(Records from a point-labeling set)
━━━━━━━━━━━━━━━━

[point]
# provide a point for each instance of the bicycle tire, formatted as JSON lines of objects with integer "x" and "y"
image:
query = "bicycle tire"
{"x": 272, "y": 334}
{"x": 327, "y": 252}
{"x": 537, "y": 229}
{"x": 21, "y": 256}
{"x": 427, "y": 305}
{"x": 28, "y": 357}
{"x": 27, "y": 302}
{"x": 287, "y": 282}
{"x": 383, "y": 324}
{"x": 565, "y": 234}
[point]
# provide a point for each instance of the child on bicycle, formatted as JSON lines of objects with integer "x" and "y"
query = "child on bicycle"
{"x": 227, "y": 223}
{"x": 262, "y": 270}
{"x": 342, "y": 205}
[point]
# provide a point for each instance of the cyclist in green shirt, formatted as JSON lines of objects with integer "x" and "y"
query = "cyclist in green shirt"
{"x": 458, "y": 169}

━━━━━━━━━━━━━━━━

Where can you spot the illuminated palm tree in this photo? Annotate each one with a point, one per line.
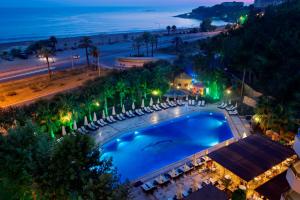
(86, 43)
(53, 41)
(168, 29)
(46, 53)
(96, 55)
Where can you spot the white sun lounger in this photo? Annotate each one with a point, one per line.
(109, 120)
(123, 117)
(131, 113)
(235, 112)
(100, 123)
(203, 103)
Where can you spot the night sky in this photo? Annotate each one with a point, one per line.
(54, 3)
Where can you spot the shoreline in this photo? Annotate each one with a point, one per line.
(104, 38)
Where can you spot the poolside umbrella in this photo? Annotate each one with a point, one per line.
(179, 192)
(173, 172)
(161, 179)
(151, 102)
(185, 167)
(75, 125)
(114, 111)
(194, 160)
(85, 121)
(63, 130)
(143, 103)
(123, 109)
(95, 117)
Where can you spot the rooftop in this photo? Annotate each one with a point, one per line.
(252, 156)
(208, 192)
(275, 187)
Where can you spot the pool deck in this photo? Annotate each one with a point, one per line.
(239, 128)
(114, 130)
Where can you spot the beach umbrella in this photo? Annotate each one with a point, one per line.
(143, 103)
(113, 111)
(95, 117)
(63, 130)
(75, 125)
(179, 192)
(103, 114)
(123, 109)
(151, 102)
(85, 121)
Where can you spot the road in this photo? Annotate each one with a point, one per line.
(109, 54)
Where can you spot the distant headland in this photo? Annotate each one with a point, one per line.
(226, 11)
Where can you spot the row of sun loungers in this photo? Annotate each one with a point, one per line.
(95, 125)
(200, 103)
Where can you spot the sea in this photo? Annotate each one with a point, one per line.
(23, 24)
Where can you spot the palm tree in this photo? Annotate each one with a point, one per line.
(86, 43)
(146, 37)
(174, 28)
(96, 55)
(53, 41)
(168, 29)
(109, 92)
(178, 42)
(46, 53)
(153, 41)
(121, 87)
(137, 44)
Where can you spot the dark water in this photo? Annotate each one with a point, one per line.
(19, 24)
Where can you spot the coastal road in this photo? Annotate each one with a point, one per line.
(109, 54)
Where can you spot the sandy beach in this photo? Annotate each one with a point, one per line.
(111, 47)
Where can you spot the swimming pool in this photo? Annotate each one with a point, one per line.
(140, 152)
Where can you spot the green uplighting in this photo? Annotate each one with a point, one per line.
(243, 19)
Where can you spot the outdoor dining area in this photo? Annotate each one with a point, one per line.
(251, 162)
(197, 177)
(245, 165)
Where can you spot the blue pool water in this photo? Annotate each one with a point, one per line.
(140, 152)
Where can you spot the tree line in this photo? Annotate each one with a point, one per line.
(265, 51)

━━━━━━━━━━━━━━━━

▸ Problem to work on
Identify every line in the rows above that contains the word "child", and copy each such line.

▸ Solution for this task
# provide a point for each instance of the child on bicycle, formatted as JSON lines of objects with integer "x" and "y"
query = "child on bicycle"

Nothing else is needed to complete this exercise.